_Material supplied:_

————

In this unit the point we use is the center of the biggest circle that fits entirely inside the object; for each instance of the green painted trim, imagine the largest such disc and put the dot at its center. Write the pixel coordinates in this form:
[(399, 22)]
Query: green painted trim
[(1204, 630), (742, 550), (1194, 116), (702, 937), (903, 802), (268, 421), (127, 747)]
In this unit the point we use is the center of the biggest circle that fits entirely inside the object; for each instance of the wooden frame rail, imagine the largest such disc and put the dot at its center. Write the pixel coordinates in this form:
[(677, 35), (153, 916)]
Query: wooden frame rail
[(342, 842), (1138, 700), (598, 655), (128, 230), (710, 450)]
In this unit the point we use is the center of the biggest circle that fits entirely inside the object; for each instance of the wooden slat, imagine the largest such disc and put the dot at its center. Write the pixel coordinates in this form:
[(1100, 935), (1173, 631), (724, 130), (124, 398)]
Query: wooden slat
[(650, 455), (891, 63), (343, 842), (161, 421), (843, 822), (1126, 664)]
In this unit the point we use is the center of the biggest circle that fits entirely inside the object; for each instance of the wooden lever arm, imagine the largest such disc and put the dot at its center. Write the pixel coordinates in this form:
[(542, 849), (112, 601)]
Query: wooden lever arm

————

_Requirement:_ In the entries above, the lines between the one holding "[(677, 35), (153, 916)]" and the one holding "[(1100, 935), (1173, 631), (724, 130), (124, 398)]", inclusive, are to be printed exactly as written, and those alone.

_Answer for the task:_
[(677, 35), (153, 916)]
Query: wooden frame rail
[(342, 842), (1138, 700), (598, 655), (128, 230), (710, 450)]
In this unit the point we use is the center of the biggest circle that fits entirely inside the object; for each instance of the wooden slat, imagine the largest such disc and put the dot at its center. Write the pixel coordinates in this form:
[(1100, 935), (1173, 631), (724, 130), (124, 398)]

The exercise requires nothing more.